--- DATA RECORDS ---

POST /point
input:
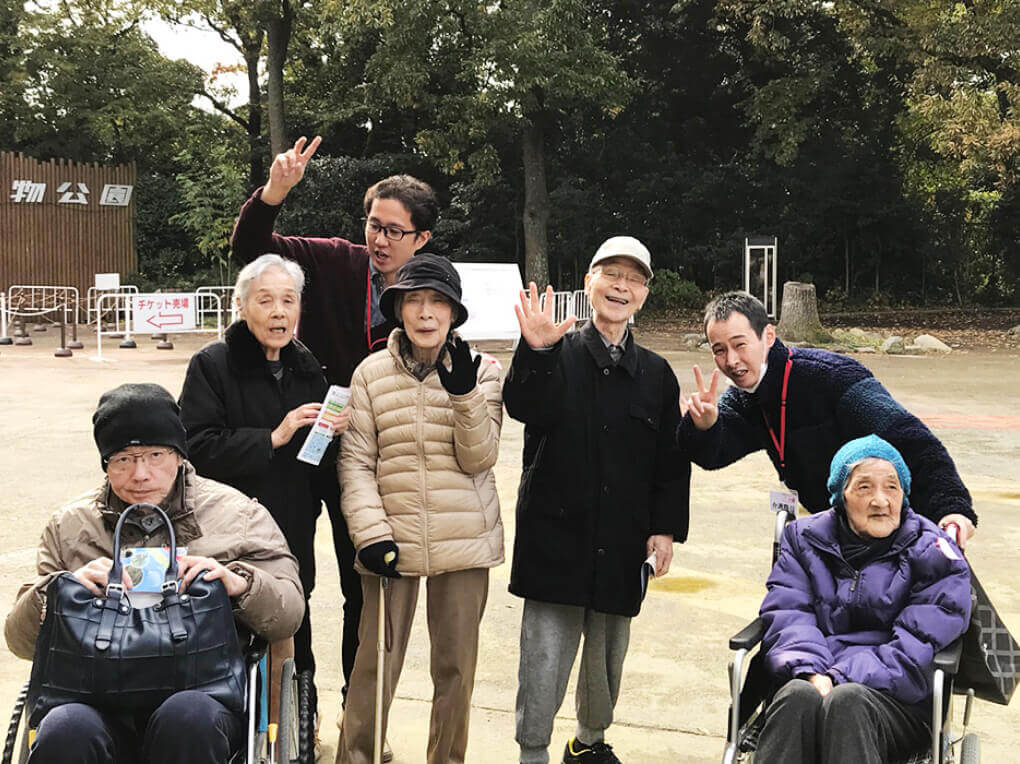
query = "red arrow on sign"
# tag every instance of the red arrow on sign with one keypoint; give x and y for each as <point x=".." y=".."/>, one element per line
<point x="173" y="319"/>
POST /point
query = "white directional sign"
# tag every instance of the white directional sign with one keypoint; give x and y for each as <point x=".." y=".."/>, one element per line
<point x="163" y="312"/>
<point x="490" y="292"/>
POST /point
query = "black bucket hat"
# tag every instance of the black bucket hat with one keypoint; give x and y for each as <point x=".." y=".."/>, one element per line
<point x="425" y="271"/>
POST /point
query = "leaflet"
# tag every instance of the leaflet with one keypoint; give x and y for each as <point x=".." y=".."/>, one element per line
<point x="320" y="435"/>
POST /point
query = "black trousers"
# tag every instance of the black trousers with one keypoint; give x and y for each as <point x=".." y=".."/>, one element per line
<point x="853" y="724"/>
<point x="190" y="726"/>
<point x="350" y="579"/>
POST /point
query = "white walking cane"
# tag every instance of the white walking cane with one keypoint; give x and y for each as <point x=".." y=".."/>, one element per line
<point x="379" y="667"/>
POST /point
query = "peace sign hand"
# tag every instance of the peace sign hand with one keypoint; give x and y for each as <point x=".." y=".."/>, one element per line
<point x="288" y="168"/>
<point x="537" y="324"/>
<point x="703" y="404"/>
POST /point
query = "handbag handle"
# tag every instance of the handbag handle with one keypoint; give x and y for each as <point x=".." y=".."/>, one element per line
<point x="116" y="572"/>
<point x="114" y="589"/>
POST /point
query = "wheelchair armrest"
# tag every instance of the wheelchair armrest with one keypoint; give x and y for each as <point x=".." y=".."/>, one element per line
<point x="949" y="659"/>
<point x="748" y="637"/>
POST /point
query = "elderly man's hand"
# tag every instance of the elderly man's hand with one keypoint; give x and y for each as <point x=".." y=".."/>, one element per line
<point x="189" y="567"/>
<point x="95" y="575"/>
<point x="963" y="522"/>
<point x="821" y="682"/>
<point x="295" y="419"/>
<point x="662" y="545"/>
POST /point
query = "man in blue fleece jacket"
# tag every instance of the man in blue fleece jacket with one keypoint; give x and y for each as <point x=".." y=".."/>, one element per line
<point x="801" y="405"/>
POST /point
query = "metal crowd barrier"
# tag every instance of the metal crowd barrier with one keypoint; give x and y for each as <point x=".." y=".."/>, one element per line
<point x="225" y="294"/>
<point x="92" y="296"/>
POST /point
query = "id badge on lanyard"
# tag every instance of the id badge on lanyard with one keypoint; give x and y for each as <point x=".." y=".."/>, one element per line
<point x="372" y="344"/>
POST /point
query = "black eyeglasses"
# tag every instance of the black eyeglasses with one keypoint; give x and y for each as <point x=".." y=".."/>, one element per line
<point x="391" y="232"/>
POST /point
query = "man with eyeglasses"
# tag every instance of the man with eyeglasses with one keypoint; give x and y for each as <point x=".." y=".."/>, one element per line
<point x="143" y="450"/>
<point x="341" y="320"/>
<point x="604" y="488"/>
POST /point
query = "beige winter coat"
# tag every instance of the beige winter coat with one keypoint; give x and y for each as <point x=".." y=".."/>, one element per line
<point x="210" y="518"/>
<point x="416" y="465"/>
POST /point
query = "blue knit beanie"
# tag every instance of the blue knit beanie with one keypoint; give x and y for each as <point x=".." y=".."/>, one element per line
<point x="858" y="450"/>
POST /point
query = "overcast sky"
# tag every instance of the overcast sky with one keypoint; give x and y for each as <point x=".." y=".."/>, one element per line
<point x="203" y="48"/>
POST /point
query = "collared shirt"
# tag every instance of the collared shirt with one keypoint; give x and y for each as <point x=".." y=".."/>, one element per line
<point x="377" y="285"/>
<point x="616" y="351"/>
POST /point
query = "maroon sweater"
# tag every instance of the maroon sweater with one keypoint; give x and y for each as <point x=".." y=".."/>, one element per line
<point x="335" y="304"/>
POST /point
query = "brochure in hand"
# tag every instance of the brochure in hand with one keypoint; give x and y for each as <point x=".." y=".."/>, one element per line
<point x="146" y="566"/>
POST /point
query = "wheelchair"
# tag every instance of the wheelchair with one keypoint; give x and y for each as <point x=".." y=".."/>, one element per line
<point x="287" y="740"/>
<point x="747" y="709"/>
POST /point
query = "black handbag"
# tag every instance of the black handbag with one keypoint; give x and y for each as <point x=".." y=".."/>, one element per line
<point x="989" y="663"/>
<point x="117" y="658"/>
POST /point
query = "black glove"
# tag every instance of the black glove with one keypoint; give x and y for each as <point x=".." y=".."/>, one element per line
<point x="463" y="373"/>
<point x="380" y="558"/>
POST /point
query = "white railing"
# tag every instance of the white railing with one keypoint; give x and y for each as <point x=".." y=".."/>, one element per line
<point x="225" y="294"/>
<point x="32" y="301"/>
<point x="92" y="300"/>
<point x="121" y="304"/>
<point x="4" y="340"/>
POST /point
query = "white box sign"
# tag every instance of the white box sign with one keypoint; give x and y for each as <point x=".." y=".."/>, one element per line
<point x="163" y="312"/>
<point x="490" y="292"/>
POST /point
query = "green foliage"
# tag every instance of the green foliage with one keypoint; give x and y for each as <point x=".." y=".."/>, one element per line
<point x="209" y="194"/>
<point x="93" y="87"/>
<point x="878" y="141"/>
<point x="669" y="292"/>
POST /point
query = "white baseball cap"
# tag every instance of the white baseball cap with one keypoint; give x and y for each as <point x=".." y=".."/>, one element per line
<point x="624" y="246"/>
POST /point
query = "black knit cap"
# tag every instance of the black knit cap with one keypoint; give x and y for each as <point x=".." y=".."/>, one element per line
<point x="425" y="271"/>
<point x="138" y="414"/>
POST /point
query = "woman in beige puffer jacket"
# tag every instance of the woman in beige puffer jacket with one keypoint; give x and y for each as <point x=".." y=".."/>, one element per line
<point x="419" y="498"/>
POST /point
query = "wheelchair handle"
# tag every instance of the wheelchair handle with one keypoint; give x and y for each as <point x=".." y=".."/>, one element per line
<point x="953" y="529"/>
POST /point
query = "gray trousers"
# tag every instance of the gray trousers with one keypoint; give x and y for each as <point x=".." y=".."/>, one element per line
<point x="549" y="639"/>
<point x="853" y="724"/>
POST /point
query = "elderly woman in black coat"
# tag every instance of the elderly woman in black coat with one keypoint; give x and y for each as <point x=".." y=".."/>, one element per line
<point x="247" y="404"/>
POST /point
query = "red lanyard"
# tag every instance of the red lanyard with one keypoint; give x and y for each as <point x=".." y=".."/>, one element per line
<point x="368" y="314"/>
<point x="780" y="444"/>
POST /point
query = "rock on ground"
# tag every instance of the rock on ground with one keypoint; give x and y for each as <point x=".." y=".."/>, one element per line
<point x="893" y="345"/>
<point x="930" y="344"/>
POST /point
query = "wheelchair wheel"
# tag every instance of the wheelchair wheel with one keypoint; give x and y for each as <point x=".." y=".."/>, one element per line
<point x="288" y="747"/>
<point x="970" y="750"/>
<point x="307" y="703"/>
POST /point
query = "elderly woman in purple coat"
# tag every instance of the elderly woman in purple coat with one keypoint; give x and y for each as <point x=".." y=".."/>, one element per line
<point x="859" y="602"/>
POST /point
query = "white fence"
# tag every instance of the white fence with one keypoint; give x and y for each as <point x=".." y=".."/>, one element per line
<point x="566" y="304"/>
<point x="4" y="340"/>
<point x="120" y="304"/>
<point x="226" y="306"/>
<point x="35" y="301"/>
<point x="92" y="301"/>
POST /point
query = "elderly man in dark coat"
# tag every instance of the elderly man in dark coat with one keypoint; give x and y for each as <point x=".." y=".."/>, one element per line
<point x="604" y="487"/>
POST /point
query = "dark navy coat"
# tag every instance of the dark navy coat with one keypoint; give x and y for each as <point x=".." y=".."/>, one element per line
<point x="879" y="626"/>
<point x="601" y="470"/>
<point x="230" y="405"/>
<point x="831" y="399"/>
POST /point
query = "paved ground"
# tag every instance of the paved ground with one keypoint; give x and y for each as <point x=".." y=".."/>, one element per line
<point x="673" y="702"/>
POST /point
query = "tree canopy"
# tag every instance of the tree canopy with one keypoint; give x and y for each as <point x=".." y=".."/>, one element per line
<point x="877" y="139"/>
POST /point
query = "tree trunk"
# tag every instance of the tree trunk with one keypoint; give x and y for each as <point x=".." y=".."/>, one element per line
<point x="256" y="167"/>
<point x="277" y="39"/>
<point x="799" y="317"/>
<point x="536" y="217"/>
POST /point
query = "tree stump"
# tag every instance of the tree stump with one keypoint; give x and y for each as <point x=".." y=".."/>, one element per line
<point x="799" y="317"/>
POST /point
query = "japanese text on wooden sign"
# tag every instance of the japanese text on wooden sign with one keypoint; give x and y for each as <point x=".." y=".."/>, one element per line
<point x="163" y="312"/>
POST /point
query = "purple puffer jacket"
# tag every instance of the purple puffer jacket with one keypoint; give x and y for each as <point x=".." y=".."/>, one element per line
<point x="880" y="626"/>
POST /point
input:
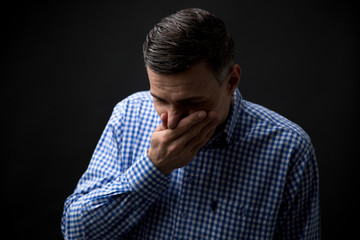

---

BRIEF:
Nothing but the lines from the one containing "# tag every instance of the purple" through the final line of the entries above should be given again, each exactly as written; omit the pictures.

RESPONSE AREA:
# tag every instance of the purple puffer jacket with one keypoint; give x and y for each as <point x=".." y=".."/>, one element per line
<point x="880" y="626"/>
POST /point
input:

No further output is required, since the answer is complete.